* _WORK TO COMPLETE_
Reproduce the lines verbatim, starting with the line containing "Target: pile of scrap material" and continuing through the end of the lines, including both.

(Coordinate annotation entries)

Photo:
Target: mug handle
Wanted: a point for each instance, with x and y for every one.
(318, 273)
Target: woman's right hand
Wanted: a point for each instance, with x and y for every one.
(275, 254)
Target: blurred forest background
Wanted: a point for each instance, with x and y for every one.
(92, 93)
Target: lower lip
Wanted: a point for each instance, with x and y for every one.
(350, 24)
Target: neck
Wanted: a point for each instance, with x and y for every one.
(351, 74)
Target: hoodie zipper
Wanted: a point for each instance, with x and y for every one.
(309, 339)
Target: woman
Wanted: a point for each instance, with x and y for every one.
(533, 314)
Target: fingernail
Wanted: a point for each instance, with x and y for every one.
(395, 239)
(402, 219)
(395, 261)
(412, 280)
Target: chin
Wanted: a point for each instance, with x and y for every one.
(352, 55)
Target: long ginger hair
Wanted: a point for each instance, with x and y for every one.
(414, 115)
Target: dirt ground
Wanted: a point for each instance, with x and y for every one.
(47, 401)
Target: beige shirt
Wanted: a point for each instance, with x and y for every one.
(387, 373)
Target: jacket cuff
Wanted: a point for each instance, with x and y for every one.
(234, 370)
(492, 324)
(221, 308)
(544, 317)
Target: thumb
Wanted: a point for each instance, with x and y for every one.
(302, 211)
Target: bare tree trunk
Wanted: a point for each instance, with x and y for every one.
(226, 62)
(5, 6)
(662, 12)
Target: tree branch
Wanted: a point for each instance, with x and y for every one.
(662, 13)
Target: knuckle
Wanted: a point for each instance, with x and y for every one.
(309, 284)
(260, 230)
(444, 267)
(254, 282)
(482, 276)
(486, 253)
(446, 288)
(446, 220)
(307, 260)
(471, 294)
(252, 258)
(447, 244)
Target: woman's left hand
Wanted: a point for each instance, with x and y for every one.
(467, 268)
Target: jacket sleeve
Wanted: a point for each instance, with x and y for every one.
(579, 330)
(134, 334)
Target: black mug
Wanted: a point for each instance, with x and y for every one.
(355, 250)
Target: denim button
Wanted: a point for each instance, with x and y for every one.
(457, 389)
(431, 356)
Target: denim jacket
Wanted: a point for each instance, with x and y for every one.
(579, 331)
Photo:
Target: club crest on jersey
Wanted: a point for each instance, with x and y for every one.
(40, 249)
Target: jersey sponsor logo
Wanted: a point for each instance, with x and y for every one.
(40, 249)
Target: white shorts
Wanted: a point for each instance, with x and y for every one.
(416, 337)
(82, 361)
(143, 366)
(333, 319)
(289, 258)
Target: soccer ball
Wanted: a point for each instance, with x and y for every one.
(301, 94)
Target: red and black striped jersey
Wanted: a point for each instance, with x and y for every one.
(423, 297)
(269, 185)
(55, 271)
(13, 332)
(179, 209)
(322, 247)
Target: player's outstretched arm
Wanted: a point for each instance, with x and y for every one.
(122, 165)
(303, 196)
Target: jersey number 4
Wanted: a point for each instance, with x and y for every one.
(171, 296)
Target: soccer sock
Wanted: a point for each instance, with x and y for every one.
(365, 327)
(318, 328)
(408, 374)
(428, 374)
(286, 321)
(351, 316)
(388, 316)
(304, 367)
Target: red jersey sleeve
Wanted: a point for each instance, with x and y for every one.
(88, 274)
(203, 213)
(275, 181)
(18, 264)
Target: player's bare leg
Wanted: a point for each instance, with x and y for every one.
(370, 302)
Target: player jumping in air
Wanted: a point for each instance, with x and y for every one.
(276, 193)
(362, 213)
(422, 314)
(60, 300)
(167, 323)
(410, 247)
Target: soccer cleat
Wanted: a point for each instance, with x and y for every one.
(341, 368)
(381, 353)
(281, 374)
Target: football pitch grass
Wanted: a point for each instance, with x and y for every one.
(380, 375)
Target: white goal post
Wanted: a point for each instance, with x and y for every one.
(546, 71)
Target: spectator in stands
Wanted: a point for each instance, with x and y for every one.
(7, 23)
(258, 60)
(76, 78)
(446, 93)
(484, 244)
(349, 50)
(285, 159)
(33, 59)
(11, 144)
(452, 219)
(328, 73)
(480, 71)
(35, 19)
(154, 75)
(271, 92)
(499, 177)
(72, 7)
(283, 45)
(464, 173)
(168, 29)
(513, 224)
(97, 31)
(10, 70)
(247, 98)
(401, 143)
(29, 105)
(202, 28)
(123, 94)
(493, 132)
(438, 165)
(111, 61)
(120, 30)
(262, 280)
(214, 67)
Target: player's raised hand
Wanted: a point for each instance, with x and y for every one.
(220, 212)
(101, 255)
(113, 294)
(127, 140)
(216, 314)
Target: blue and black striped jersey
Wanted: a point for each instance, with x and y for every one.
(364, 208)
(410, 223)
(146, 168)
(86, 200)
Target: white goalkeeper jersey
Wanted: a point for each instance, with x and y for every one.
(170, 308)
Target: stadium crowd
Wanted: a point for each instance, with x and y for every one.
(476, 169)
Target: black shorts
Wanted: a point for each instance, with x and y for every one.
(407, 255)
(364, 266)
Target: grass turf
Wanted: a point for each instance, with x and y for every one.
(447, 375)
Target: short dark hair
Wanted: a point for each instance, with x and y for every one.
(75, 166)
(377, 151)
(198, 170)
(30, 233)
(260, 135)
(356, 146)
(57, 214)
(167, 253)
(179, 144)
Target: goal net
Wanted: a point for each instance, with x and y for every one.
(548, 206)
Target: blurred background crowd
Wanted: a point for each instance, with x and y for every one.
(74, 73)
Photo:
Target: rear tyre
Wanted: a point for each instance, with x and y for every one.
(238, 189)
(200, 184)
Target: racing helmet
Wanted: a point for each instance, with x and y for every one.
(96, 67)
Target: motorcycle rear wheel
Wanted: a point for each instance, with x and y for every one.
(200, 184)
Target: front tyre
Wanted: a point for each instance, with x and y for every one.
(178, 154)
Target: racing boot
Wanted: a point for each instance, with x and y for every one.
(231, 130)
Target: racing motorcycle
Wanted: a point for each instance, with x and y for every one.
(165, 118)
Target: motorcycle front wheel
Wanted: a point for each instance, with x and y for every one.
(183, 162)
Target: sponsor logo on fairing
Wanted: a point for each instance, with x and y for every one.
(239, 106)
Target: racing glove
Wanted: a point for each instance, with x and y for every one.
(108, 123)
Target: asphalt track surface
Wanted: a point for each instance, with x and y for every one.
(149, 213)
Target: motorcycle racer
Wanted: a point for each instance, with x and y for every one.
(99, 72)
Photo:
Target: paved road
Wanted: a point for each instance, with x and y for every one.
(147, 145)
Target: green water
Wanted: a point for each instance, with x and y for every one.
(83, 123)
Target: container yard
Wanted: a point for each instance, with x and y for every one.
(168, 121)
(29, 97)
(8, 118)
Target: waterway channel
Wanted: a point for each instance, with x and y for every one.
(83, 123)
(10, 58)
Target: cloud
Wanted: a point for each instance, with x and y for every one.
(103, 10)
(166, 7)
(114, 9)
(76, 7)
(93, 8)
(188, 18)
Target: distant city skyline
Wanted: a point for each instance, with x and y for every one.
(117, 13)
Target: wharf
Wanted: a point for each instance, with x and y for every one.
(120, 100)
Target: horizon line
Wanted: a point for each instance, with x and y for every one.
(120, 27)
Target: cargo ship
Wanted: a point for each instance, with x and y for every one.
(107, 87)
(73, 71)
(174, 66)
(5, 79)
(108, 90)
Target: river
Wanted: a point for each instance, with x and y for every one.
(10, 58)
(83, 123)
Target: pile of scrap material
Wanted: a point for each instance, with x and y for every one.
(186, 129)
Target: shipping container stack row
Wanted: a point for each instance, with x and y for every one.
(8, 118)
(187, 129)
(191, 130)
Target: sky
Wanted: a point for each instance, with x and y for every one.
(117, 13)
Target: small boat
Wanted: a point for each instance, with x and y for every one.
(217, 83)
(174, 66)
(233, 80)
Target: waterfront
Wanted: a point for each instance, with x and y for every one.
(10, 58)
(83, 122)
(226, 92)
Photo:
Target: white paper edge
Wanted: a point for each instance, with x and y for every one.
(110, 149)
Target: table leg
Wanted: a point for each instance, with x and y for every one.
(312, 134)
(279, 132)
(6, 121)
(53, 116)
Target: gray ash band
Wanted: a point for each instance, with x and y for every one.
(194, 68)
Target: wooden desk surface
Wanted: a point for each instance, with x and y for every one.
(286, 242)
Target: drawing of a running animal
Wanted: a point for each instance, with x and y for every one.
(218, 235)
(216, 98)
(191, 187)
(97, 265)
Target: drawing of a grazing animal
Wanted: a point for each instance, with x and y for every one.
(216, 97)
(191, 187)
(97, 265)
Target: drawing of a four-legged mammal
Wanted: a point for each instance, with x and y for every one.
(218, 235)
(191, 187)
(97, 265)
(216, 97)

* _TASK RESPONSE_
Target: pile of scrap material
Wanted: a point for each instance, with x and y for every one.
(186, 129)
Target: shipping container stack row
Wanted: a point for each instance, with x and y for every one.
(8, 118)
(187, 129)
(191, 130)
Target: sky
Wanted: a point for each instance, with x and y for every one.
(117, 13)
Target: small boat
Wanted: a point for each instance, with x and y for every one.
(217, 83)
(174, 66)
(233, 80)
Target: waterfront
Wanted: a point for each instance, with x and y for every one.
(10, 58)
(83, 122)
(226, 92)
Photo:
Target: white paper edge
Wanted: a point for each instance, with x and y for every one.
(110, 149)
Target: table leg
Wanted: a point for each instance, with x and y for every one.
(312, 134)
(279, 132)
(6, 121)
(53, 116)
Target: gray ash band
Wanted: a point for each instance, with x and y for every one.
(194, 68)
Target: wooden desk surface
Wanted: a point for each instance, with x and y for every one.
(286, 242)
Target: drawing of a running animal
Wanted: a point for each instance, with x and y for every one.
(218, 235)
(216, 98)
(191, 187)
(97, 265)
Target: drawing of a grazing animal
Wanted: a point for each instance, with x and y for every one.
(216, 97)
(191, 187)
(97, 265)
Target: drawing of a four-legged mammal
Wanted: a point for each instance, with x and y for every one.
(218, 235)
(191, 187)
(97, 265)
(216, 97)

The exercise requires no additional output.